Do this:
Copy out every one of the lines below word for word, from first to last. Leave the pictures out.

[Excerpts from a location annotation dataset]
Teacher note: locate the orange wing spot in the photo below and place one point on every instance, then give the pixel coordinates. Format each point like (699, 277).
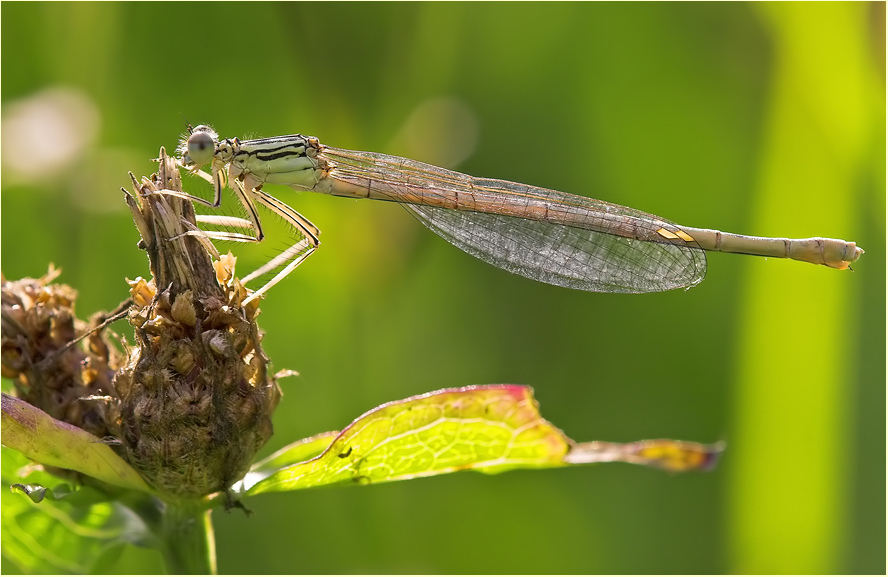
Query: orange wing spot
(666, 234)
(684, 236)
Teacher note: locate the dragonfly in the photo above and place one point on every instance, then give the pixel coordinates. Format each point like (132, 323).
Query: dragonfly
(545, 235)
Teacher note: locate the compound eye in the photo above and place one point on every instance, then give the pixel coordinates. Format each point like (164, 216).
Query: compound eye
(201, 148)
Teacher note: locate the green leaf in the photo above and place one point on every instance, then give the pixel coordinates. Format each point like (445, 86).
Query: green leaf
(485, 428)
(35, 434)
(60, 536)
(488, 428)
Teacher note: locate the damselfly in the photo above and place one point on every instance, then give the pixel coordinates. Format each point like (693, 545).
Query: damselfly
(542, 234)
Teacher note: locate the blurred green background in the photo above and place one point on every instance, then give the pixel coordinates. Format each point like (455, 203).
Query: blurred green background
(753, 118)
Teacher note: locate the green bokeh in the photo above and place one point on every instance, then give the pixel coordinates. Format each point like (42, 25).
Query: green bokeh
(742, 117)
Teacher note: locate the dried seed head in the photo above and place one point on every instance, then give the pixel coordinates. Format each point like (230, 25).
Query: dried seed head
(195, 395)
(37, 353)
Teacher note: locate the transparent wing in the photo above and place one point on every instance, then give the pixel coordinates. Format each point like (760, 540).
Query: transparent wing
(542, 234)
(566, 256)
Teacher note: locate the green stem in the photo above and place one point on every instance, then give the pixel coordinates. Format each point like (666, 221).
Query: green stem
(187, 542)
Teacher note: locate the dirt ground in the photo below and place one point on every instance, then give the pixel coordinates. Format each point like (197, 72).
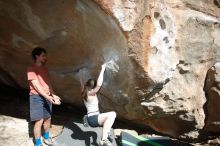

Reply:
Teacher note: locate the orange wing spot in the photo below and place one point on every instance, then give the pixel coordinates. Format each point like (699, 277).
Query: orange wing spot
(666, 234)
(684, 236)
Teacher note: locate the dragonfly in the photo above and place one point on every instance, then give the pixel coordinates. Format each point like (132, 323).
Query: dragonfly
(545, 235)
Teacher note: locate the compound eye in the photo above and place one point on every instance, then give the pixel coordinates. Format each point like (164, 216).
Query: compound eye
(201, 148)
Teacher note: locate the green leaf in the photo above and place one point on every instance, then give the pixel coordinates. Format each point like (445, 86).
Query: green leaf
(485, 428)
(35, 434)
(60, 536)
(488, 428)
Teacher note: locate the damselfly in the photo above and place one point on every instance, then give the pixel coordinates. Format each point like (693, 545).
Query: damselfly
(542, 234)
Teacher note: locate the blurred green background in the photo above and place one point on every instance, then give the pixel coordinates. Format each point like (455, 203).
Query: blurred green background
(753, 118)
Teacher note: locate the green bokeh in the photo above and place one point on every instance, then give the pixel coordinates. Format each point like (42, 25).
Query: green bokeh
(742, 117)
Teacher note: locate the dried seed head in the photo above and place one point on every instance, then give the pixel coordinates. Format each point like (230, 25).
Query: dried seed head
(195, 395)
(37, 353)
Teacher note: locate the transparent wing in the photo above and place one point on every instance, then give the pixel coordinates. Format each point like (760, 540).
Query: transparent wing
(542, 234)
(566, 256)
Teacher note: locate the green stem in the photo above and place one point on every instance, then give the pixel coordinates. Format each point like (666, 221).
Query: green stem
(187, 542)
Teacher note: locate the dirt ground in the photo below and place one point on every instance, then give the pixel coordinates. Format each point like (197, 72).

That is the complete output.